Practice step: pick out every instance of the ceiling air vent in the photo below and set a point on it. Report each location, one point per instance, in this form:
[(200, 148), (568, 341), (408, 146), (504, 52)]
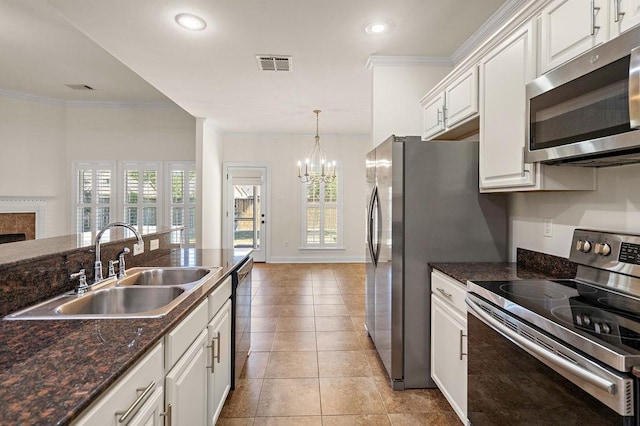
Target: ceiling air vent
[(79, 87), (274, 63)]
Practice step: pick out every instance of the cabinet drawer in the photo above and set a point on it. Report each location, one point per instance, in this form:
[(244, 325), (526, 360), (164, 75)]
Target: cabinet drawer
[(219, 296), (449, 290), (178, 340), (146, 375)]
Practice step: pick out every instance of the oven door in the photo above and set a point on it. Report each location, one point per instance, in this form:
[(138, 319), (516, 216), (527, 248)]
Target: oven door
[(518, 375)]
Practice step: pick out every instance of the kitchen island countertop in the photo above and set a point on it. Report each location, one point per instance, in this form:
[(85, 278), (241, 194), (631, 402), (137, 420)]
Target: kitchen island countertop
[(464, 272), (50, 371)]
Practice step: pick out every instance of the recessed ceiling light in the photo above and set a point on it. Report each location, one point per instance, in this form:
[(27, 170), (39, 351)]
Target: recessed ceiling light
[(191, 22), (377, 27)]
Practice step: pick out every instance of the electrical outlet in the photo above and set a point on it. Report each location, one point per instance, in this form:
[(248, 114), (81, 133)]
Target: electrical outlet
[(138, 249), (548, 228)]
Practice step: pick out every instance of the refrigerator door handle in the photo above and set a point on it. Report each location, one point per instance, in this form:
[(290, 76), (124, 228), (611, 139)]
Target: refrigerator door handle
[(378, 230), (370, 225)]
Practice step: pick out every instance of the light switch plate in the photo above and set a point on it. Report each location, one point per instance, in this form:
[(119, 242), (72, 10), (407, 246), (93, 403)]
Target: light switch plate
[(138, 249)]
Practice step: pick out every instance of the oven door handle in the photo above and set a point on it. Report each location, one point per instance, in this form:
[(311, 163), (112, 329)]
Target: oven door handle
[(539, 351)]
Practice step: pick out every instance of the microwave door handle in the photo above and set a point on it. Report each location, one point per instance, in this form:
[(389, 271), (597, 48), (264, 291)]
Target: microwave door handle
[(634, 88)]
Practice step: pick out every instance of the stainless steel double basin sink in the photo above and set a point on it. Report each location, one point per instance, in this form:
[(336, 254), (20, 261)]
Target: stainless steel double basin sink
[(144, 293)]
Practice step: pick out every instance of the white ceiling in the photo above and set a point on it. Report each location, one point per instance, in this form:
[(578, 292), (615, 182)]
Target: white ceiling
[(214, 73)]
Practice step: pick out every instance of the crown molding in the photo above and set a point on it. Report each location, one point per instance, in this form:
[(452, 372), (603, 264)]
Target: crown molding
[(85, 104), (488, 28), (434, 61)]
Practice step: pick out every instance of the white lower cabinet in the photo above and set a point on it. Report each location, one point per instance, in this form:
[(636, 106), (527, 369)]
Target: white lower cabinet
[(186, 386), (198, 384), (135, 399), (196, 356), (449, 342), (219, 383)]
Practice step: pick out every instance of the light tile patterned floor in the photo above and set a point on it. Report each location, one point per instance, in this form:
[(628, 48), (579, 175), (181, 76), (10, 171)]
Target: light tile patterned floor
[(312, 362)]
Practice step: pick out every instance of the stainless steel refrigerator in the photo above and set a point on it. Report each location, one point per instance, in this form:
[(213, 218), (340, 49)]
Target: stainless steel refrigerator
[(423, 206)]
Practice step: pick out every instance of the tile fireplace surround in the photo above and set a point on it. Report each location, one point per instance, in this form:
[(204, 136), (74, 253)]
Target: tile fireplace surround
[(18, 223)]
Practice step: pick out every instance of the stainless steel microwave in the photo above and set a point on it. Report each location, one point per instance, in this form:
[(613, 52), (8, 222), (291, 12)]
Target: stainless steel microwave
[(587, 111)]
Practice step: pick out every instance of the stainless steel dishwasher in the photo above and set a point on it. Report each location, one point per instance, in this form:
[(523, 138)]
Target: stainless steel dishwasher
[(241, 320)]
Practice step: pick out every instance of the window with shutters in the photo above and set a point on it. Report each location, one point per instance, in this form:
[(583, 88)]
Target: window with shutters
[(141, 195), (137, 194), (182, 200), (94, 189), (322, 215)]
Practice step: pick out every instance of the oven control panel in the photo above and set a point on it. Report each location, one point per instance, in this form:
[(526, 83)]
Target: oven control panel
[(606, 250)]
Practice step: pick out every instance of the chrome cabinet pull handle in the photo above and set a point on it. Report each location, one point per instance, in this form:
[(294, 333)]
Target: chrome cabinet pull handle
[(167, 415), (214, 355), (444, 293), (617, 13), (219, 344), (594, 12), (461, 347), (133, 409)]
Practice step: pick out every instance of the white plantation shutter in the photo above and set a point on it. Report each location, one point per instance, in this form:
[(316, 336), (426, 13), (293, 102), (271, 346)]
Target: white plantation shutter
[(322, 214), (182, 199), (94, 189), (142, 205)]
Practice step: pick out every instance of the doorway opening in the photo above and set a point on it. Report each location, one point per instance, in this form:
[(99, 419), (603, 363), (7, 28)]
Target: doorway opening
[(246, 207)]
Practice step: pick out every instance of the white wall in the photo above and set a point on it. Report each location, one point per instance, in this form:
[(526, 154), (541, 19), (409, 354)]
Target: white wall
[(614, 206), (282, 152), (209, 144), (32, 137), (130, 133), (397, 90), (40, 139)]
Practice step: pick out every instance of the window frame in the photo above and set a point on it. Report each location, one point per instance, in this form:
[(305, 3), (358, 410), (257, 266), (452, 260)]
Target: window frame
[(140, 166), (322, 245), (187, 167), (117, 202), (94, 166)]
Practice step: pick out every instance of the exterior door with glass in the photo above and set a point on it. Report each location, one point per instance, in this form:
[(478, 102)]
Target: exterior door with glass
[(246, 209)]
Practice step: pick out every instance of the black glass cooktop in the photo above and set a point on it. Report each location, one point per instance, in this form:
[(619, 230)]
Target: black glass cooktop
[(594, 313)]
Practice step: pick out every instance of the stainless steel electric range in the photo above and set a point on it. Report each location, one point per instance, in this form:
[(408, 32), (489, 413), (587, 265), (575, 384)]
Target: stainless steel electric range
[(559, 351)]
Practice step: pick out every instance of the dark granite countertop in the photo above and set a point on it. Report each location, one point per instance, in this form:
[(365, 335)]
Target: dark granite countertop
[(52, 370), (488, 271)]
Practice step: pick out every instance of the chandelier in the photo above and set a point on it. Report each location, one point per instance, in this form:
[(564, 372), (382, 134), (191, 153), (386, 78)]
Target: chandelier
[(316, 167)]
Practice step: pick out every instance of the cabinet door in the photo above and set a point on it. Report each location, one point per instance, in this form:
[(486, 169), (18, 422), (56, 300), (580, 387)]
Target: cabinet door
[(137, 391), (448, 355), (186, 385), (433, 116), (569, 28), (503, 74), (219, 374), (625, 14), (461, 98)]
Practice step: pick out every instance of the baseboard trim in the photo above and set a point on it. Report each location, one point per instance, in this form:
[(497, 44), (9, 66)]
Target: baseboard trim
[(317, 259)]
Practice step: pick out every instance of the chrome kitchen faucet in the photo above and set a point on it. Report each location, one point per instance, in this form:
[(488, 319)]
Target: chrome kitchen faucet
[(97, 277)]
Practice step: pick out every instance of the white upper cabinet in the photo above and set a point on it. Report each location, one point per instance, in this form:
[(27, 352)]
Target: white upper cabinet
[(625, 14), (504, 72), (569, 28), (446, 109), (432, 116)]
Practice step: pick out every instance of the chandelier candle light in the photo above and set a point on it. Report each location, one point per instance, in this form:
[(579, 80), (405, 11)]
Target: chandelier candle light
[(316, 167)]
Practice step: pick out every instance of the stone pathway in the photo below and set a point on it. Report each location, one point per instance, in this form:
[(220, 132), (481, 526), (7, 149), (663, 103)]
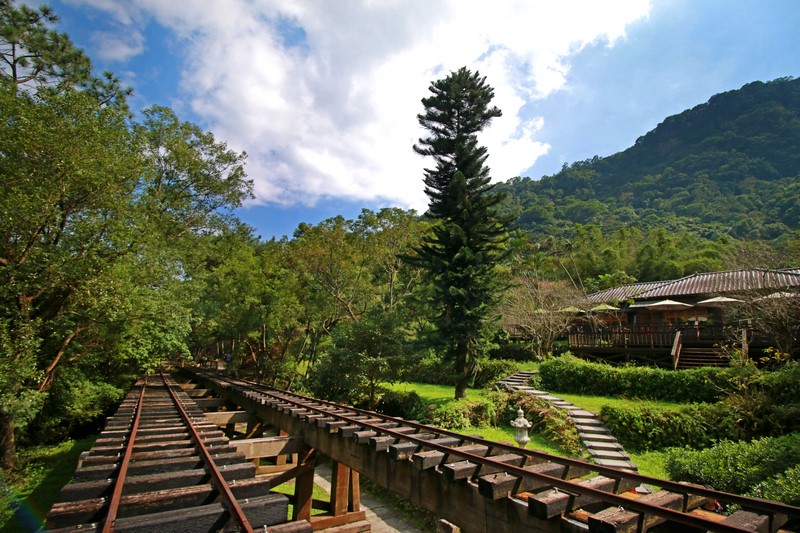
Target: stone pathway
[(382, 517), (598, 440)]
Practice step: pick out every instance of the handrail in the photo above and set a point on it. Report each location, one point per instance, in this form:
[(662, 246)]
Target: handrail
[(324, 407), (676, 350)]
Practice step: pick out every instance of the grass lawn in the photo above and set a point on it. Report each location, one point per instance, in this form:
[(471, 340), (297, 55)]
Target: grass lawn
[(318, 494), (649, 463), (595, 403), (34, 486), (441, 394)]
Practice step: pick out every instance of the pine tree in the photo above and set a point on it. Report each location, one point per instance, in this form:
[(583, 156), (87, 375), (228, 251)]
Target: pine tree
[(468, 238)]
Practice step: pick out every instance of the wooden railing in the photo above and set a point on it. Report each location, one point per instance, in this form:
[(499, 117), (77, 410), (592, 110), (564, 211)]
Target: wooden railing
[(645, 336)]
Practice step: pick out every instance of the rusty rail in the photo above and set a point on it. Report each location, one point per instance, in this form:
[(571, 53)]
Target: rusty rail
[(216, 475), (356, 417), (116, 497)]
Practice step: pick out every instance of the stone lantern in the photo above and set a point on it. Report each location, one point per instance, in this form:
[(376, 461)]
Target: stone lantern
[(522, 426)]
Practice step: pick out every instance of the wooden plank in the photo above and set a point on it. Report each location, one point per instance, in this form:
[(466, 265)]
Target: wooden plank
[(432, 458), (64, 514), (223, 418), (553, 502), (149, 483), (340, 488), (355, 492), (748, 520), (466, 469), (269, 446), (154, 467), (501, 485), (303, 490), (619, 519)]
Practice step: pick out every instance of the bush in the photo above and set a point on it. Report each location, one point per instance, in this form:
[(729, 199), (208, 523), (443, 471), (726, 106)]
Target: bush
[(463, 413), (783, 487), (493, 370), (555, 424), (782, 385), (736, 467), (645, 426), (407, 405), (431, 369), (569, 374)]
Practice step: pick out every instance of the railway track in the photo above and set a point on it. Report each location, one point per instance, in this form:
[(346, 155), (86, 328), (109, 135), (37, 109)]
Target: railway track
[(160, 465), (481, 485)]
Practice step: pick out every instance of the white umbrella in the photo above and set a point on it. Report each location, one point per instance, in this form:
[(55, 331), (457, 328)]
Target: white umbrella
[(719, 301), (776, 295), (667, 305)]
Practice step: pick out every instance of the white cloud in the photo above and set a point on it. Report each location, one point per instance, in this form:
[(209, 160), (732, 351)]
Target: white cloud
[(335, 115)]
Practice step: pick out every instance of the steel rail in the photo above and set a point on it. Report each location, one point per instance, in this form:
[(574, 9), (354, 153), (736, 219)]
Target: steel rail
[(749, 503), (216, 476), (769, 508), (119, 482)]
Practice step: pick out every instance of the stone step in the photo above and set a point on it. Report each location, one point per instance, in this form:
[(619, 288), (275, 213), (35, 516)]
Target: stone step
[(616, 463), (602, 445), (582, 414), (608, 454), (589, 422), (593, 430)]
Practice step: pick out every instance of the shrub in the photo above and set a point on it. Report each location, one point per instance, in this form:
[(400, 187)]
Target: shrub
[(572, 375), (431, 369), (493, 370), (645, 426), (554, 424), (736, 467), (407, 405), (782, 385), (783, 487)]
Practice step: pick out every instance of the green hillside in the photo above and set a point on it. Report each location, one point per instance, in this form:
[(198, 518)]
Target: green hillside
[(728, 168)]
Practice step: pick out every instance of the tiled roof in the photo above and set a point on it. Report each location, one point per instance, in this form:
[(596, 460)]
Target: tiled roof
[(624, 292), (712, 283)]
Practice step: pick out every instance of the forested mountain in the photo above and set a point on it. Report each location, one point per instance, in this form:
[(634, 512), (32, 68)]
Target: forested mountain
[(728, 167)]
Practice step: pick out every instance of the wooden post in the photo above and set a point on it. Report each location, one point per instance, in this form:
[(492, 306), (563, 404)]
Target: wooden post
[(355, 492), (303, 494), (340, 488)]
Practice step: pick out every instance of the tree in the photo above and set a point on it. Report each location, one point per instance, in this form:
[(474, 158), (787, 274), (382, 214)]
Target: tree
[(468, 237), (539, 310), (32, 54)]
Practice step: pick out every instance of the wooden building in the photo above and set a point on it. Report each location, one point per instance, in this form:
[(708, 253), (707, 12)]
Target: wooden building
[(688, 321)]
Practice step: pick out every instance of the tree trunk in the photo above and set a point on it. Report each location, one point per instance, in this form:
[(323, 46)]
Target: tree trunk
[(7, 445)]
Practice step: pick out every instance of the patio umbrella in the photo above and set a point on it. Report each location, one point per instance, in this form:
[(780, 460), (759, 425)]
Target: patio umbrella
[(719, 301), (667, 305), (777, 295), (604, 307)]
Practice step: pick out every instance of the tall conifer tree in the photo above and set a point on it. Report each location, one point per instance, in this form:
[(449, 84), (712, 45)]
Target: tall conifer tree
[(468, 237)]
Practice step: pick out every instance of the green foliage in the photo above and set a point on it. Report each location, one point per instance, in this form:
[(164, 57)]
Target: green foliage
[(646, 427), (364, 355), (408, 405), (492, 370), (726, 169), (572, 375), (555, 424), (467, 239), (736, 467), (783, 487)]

EXERCISE BRIEF:
Copy the listing word for word, from the line with "Practice step: pick out every instance of the railway" up to and including the line with "[(728, 167)]".

RESPONSE TO THIS EXERCISE:
Practice step: pick out every instance of the railway track in the photo above and set a point on it. Report each location, one point per instance, in this form:
[(346, 155), (86, 328), (109, 135), (37, 109)]
Target: railway track
[(160, 465), (481, 485)]
Practice step: pick out every instance of the white umbrella in the photo above and set a point on it. Report each location, one point per instance, in this form:
[(55, 331), (457, 328)]
Target: white umbrella
[(719, 301), (776, 295), (667, 305)]
Practice step: pick out every instance of the white cloud in the photo above and set a point on it. Report each location, one point per instance, in this form:
[(209, 160), (732, 351)]
Target: white cloud
[(335, 115)]
Practice step: pick out every instance of the steel rail in the photo above and set a point on it. Report each location, one point per instance, in this form:
[(574, 9), (354, 153), (736, 219)]
Target: steel rail
[(749, 503), (216, 476), (769, 508), (119, 482)]
Practice step: pick out every instance of the stone step in the photo above and set a point on it. Report each location, one point per instance, in this form:
[(619, 288), (275, 213), (35, 516)]
Target: stone step
[(616, 463), (602, 445), (582, 414), (608, 454), (589, 422), (593, 430)]
Practice step: pick out every instance of the shrub in the photo above and set a point on it. Report each location, one point per instance, in this form:
[(400, 187)]
Target: shrub
[(572, 375), (431, 369), (493, 370), (645, 426), (554, 424), (736, 467), (407, 405), (782, 385), (783, 487)]
Practice step: pick out every instance of the green hillside in the photo above and set a point on it. Report each location, one point per instance, in this form:
[(198, 518)]
Target: green hillside
[(728, 168)]
Practice step: pick out every instance of the tiled roof in the photo above and set a point on it. Report each location, one point per instance, in this form:
[(596, 460)]
Target: tiled roof
[(624, 292), (712, 283)]
Practice step: pick out every instance of the forested mountain in the photo above and set a point on it. Report each location, one point per instance, in this form:
[(634, 512), (32, 68)]
Target: forested mountain
[(728, 167)]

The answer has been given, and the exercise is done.